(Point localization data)
********************
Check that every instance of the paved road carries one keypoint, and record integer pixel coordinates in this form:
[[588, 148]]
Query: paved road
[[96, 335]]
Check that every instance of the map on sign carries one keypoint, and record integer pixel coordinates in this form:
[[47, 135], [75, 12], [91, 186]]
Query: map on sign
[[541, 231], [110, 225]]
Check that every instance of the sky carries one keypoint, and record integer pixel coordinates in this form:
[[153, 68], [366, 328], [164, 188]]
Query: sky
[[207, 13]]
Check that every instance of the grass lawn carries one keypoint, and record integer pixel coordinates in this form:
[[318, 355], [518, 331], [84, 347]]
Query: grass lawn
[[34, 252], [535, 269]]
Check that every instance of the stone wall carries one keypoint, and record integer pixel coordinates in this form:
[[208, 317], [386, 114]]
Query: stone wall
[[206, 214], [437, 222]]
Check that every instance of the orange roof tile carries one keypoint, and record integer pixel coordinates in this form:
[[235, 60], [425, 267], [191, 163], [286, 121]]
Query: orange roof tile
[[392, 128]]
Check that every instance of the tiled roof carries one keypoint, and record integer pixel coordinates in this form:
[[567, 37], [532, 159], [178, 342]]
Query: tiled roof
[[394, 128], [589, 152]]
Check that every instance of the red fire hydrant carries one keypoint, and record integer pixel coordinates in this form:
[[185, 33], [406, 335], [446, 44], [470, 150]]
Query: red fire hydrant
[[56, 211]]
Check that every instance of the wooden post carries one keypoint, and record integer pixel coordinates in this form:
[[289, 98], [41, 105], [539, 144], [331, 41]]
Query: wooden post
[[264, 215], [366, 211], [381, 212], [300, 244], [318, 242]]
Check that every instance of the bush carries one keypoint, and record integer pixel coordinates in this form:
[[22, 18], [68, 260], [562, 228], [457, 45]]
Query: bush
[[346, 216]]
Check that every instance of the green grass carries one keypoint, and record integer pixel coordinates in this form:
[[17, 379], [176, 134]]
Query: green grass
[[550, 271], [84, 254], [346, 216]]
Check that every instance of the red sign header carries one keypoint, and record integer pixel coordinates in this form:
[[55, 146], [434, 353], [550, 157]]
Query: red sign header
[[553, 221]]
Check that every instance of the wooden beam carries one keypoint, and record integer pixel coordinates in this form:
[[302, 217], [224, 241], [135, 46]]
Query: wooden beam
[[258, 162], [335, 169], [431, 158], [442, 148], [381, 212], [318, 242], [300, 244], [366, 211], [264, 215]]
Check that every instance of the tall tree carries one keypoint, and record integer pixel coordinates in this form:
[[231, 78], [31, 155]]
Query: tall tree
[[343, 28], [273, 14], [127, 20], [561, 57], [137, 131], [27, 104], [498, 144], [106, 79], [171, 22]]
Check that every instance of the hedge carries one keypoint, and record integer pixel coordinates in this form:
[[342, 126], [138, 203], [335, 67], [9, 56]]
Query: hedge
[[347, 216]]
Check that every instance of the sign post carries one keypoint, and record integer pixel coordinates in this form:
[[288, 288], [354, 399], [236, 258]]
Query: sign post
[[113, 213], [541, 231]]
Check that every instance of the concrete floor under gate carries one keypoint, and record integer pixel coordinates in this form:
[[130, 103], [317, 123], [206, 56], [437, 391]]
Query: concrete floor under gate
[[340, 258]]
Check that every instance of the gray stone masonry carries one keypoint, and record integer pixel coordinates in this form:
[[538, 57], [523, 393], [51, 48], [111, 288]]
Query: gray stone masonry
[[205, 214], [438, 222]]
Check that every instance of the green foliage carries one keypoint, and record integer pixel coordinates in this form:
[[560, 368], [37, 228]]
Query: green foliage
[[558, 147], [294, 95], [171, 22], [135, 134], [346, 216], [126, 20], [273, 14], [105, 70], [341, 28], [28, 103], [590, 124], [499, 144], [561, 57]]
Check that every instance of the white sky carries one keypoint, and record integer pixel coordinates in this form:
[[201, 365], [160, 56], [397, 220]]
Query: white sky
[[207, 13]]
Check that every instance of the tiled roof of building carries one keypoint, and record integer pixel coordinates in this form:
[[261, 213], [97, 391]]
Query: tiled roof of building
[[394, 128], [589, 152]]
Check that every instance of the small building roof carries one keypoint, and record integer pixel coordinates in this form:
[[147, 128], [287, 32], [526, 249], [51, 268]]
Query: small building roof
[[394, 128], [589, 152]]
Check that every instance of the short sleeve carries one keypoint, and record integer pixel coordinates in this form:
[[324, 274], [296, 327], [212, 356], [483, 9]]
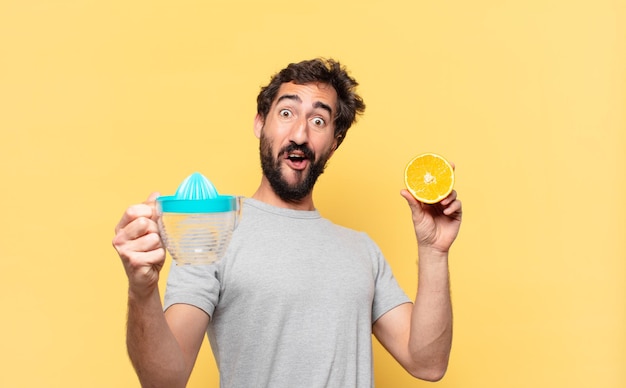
********************
### WORK REQUIRED
Return each entry above unchanged. Leave the pictures out.

### REPLY TO THE TASK
Check that every instance of the paved road carries one keypoint, and record integer pixel coordinates in this form:
[[588, 148]]
Query: paved road
[[96, 335]]
Check that every instance of the map on sign carries one keypoint, and record integer pixel coordinates in this form:
[[47, 135], [75, 12], [91, 186]]
Query: map on sign
[[541, 231], [110, 225]]
Check that every instance of the sky carries one keypoint, and record integer pixel coordinates in this form:
[[153, 68], [366, 328], [164, 188]]
Query: sky
[[207, 13]]
Check that every instance of the grass lawn carries one keypoint, and record integer pixel coordinates in this form:
[[318, 355], [518, 331], [84, 347]]
Query: grass lawn
[[34, 252], [535, 269]]
Check that every instance of the stone wall carries one keypoint, and record integer pixel coordinates in this form:
[[208, 317], [386, 114]]
Query: stone wall
[[206, 214], [437, 222]]
Check that every instance of the orange roof tile carries one keypoint, and record integer pixel coordinates in this form:
[[235, 60], [425, 267], [191, 163], [286, 121]]
Query: orange roof tile
[[392, 128]]
Check that every instance of the tiled roof carries one keypoint, and record integer pixel coordinates in this form:
[[567, 37], [532, 159], [178, 342]]
Query: tiled roof
[[394, 128], [589, 152]]
Check that every instance of the red fire hydrant carries one keypoint, and record integer pixel coordinates in this form:
[[185, 33], [406, 335], [446, 44], [470, 150]]
Query: red fire hydrant
[[56, 211]]
Check that every instance of the wooden post carries one keypoint, and record integer pixel coordinates in this form:
[[289, 98], [41, 105], [539, 144], [331, 41]]
Query: wooden post
[[264, 215], [366, 211], [381, 212], [300, 244], [318, 242]]
Check that every instance of the bush carries one keypoint, and record integer pixel coordinates in this form:
[[22, 18], [68, 260], [562, 228], [457, 45]]
Query: bush
[[346, 216]]
Check that every instance of the green grass carries one keypoint, and record integer pixel coordinates in this form:
[[17, 379], [176, 134]]
Query: green grass
[[550, 271], [84, 254], [346, 216]]
Check that every instance of the red sign header carries one keypoint, and record integer pixel coordinates in this form:
[[55, 146], [434, 353], [550, 157]]
Query: red sign header
[[553, 221]]
Check that every instance of the wooden beam carries one keypoint, and record integer pixel coordinates in this form:
[[302, 217], [224, 241], [135, 46]]
Query: wooden beam
[[258, 162], [335, 169], [431, 158], [442, 148], [381, 212], [318, 242], [300, 244], [366, 211], [264, 215]]
Check that every instance of the tall tree carries one keypoint, and record integer pixel coordinates in this form:
[[231, 78], [31, 155]]
Query: tall tree
[[343, 28], [273, 14], [127, 20], [561, 57], [137, 131], [27, 104], [498, 144], [106, 79], [171, 22]]
Check that every instance of the hedge carries one keypoint, and record integer pixel coordinates in this form:
[[342, 126], [138, 203], [335, 67], [9, 56]]
Query: hedge
[[347, 216]]
Check that every instance of the sign post carries one keypoint, and record integer pixel coordinates in this form:
[[288, 288], [354, 399], [236, 258]]
Query: sign post
[[113, 213], [541, 231]]
Check that every instance of the concrete floor under gate carries one keypoint, and record integer pixel coordinates in this form:
[[130, 103], [317, 123], [206, 56], [437, 391]]
Query: concrete floor under gate
[[340, 258]]
Check that every instance of the gray stone masonry carries one keypoint, and record integer pixel coordinates in this form:
[[538, 57], [523, 393], [51, 48], [111, 288]]
Query: gray stone masonry
[[205, 214], [438, 222]]
Check that every instance of the green foliage carries one keypoint, and record integer pixel coordinates in this form:
[[560, 368], [37, 228]]
Query: green foliage
[[558, 147], [294, 95], [171, 22], [135, 134], [346, 216], [126, 20], [273, 14], [105, 70], [341, 28], [28, 103], [590, 124], [499, 144], [561, 57]]
Check that every instance of the white sky carries one keypoint, and record integer pixel coordinates in this form:
[[201, 365], [160, 56], [397, 220]]
Query: white sky
[[207, 13]]
Check that every instance of the tiled roof of building carries one keypoint, and record integer pixel coordinates in this form:
[[261, 213], [97, 391]]
Query: tiled roof of building
[[394, 128], [589, 152]]
Check that every instance of the small building roof carries one keypoint, and record integer pixel coordinates in this form:
[[147, 128], [287, 32], [526, 249], [51, 268]]
Query: small building roof
[[394, 128], [589, 152]]
Check that every instance of the short sleeve carries one keypoint, and record integer pixel coordinates in this form:
[[324, 274], [296, 327], [212, 356], [483, 9]]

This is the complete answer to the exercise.